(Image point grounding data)

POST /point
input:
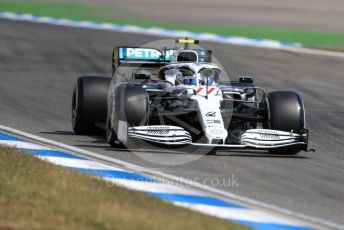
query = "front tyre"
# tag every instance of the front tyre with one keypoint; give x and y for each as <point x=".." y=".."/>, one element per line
<point x="285" y="113"/>
<point x="89" y="104"/>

## TASK REQUIREMENTS
Transcribe every record above exactly as written, leaving out any pictures.

## EXERCISE RESPONSE
POST /point
input:
query = "front tyre"
# tag every instance of the front tyre with one keypoint; give x and y for each as <point x=".." y=".."/>, one element per line
<point x="285" y="113"/>
<point x="89" y="104"/>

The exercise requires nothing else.